━━ Provided entries ━━

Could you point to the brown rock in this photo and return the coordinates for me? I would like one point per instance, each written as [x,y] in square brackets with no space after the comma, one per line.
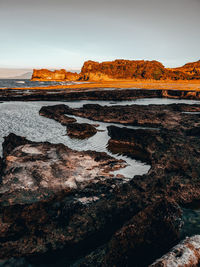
[185,254]
[152,230]
[57,75]
[81,130]
[135,69]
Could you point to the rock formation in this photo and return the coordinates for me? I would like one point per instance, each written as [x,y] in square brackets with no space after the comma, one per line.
[132,69]
[122,69]
[57,75]
[185,254]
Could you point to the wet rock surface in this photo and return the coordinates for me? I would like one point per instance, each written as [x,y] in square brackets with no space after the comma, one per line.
[94,94]
[185,254]
[45,191]
[56,203]
[81,130]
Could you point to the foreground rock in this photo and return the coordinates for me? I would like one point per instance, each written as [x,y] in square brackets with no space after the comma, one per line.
[57,113]
[81,130]
[185,254]
[44,193]
[94,94]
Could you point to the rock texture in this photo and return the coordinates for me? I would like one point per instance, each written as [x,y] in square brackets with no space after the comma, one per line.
[185,254]
[110,95]
[192,69]
[44,193]
[134,69]
[62,204]
[81,130]
[122,69]
[74,130]
[57,75]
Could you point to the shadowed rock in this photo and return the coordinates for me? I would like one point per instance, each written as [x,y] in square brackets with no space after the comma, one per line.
[80,130]
[185,254]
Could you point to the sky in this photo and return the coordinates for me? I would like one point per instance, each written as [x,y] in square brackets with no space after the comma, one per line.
[65,33]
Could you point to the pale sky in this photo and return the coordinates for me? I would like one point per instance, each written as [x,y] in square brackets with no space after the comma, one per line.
[65,33]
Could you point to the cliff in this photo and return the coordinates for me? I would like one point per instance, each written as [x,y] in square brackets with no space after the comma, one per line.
[123,70]
[57,75]
[191,69]
[137,69]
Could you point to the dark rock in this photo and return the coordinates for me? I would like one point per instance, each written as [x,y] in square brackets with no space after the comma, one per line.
[80,130]
[145,236]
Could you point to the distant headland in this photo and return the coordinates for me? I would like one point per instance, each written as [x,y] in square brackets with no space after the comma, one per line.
[122,70]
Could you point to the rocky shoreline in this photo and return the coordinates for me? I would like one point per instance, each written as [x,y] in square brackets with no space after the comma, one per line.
[56,201]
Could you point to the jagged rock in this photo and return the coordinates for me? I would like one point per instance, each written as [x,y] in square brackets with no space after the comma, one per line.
[81,130]
[57,75]
[185,254]
[155,227]
[57,113]
[132,69]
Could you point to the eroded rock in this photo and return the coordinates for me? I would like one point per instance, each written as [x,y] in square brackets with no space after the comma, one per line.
[185,254]
[81,130]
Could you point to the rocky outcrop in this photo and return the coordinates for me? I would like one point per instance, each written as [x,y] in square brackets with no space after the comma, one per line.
[95,94]
[185,254]
[132,69]
[57,113]
[192,69]
[74,130]
[44,193]
[81,130]
[141,233]
[57,75]
[122,69]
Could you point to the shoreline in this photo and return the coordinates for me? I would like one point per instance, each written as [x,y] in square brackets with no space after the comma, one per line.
[120,84]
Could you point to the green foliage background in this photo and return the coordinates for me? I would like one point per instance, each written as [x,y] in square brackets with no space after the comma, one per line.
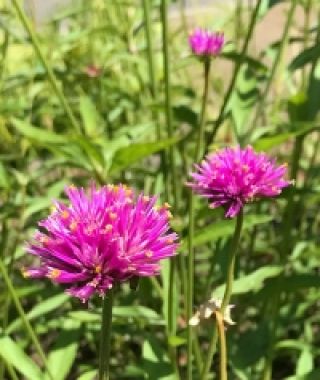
[59,125]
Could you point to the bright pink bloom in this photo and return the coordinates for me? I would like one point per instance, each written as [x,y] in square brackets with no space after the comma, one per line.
[93,71]
[206,43]
[104,236]
[235,176]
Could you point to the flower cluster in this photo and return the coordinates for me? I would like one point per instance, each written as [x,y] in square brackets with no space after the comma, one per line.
[104,236]
[206,43]
[234,176]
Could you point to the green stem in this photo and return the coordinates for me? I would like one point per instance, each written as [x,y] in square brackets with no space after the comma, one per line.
[105,337]
[223,346]
[173,171]
[236,71]
[197,156]
[276,64]
[227,292]
[148,29]
[168,108]
[23,317]
[46,65]
[12,372]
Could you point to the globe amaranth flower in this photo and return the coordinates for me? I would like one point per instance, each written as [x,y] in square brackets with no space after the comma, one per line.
[206,43]
[104,236]
[234,176]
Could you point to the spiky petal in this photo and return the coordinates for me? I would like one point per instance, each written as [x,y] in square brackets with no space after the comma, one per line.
[104,236]
[206,43]
[234,176]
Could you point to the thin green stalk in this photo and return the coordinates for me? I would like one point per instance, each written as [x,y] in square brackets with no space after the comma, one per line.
[223,346]
[12,372]
[105,336]
[173,171]
[197,156]
[306,34]
[52,79]
[227,292]
[168,108]
[285,248]
[236,71]
[276,63]
[23,317]
[148,29]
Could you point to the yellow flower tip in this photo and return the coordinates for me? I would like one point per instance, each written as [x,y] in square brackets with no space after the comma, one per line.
[107,228]
[73,225]
[245,168]
[112,215]
[65,214]
[94,283]
[44,239]
[53,209]
[169,215]
[54,273]
[149,253]
[25,273]
[236,161]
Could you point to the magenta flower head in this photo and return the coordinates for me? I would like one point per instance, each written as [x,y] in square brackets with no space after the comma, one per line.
[104,236]
[205,43]
[235,176]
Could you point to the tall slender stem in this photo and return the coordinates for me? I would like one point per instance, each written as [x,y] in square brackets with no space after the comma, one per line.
[227,292]
[172,167]
[197,156]
[236,71]
[46,65]
[105,337]
[223,346]
[168,108]
[23,317]
[276,63]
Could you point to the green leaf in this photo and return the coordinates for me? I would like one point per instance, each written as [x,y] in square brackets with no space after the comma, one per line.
[266,143]
[176,341]
[89,116]
[305,362]
[138,312]
[127,156]
[4,178]
[42,308]
[292,283]
[250,346]
[306,56]
[90,375]
[155,361]
[225,228]
[15,356]
[252,282]
[37,134]
[63,354]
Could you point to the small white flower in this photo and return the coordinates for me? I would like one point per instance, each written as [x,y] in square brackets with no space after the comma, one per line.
[208,309]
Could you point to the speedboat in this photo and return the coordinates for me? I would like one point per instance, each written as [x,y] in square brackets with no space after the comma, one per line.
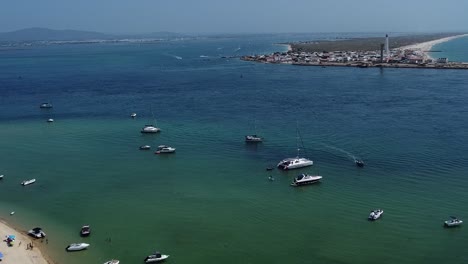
[36,232]
[294,163]
[27,182]
[359,163]
[164,149]
[453,222]
[85,230]
[77,247]
[148,129]
[156,257]
[375,214]
[305,179]
[112,261]
[253,138]
[45,105]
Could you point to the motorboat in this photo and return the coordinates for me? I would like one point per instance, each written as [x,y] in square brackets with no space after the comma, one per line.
[359,163]
[85,230]
[375,214]
[77,247]
[294,163]
[453,222]
[36,232]
[46,105]
[27,182]
[156,257]
[305,179]
[148,129]
[112,261]
[253,138]
[164,149]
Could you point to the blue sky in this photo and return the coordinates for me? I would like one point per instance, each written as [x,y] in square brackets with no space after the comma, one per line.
[236,16]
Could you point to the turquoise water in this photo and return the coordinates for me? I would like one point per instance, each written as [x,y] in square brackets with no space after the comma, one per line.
[212,201]
[454,50]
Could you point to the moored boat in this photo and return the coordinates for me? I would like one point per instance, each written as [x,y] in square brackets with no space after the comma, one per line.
[305,179]
[454,221]
[36,232]
[77,247]
[375,214]
[156,257]
[27,182]
[164,149]
[85,231]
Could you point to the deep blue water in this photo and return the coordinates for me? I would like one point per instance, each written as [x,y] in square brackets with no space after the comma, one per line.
[211,201]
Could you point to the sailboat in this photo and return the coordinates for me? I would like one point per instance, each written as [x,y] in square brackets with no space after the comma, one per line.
[150,128]
[253,137]
[297,162]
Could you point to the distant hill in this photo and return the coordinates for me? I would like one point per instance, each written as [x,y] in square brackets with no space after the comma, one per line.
[34,34]
[45,34]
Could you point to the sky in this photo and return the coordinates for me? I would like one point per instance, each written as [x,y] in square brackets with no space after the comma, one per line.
[236,16]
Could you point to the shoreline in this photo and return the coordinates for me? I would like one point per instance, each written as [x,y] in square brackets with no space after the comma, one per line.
[18,253]
[427,46]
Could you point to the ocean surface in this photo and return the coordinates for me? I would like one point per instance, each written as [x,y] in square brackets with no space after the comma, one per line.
[211,201]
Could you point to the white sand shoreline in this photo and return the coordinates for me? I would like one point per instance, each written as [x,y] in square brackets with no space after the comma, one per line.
[18,253]
[426,47]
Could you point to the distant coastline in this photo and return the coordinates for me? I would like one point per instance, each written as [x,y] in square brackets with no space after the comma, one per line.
[403,52]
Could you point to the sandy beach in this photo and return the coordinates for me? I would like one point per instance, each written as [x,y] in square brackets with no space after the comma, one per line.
[427,46]
[18,253]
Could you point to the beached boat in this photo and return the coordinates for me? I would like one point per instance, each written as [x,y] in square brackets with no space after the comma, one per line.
[297,162]
[305,179]
[156,257]
[112,261]
[375,214]
[36,232]
[46,105]
[27,182]
[85,231]
[454,221]
[164,149]
[77,247]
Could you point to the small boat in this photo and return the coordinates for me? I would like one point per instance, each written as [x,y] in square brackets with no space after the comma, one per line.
[36,232]
[148,129]
[85,231]
[156,257]
[112,261]
[45,105]
[359,163]
[27,182]
[305,179]
[375,214]
[164,149]
[253,138]
[77,247]
[453,222]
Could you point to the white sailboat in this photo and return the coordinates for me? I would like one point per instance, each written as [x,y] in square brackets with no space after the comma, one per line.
[297,162]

━━━

### Set task
Repeat exactly the lines above, starting with the line that contains "Could you point to the sandy" and ending with the last line, both included, and nothing else.

### Solution to the exercise
Could you point to the sandy beach in this photo and return the coordinates for me? I would like one point per instance, each written as [x,y] in square brackets with no space after the comma, one per line.
[427,46]
[18,253]
Could you point to the beached boat in this photo and return the coordinates for me? I would like one point per instance, each written as [x,y] in square brackets with no space after the comma, one per line.
[297,162]
[305,179]
[156,257]
[112,261]
[375,214]
[36,232]
[46,105]
[27,182]
[85,231]
[454,221]
[164,149]
[77,247]
Could you point to the small boat in this photo and return the coordinates for me? I would like one point per instance, each written as [x,y] in square brackets with no space after the comma, one per line.
[36,232]
[148,129]
[85,231]
[156,257]
[112,261]
[45,105]
[359,163]
[27,182]
[305,179]
[375,214]
[164,149]
[253,138]
[77,247]
[453,222]
Could you point to the white sailboat in this photo and return the coordinates for me? I would like one point per instance, each written as [x,y] in square brackets with no space after the comma, one per line.
[297,162]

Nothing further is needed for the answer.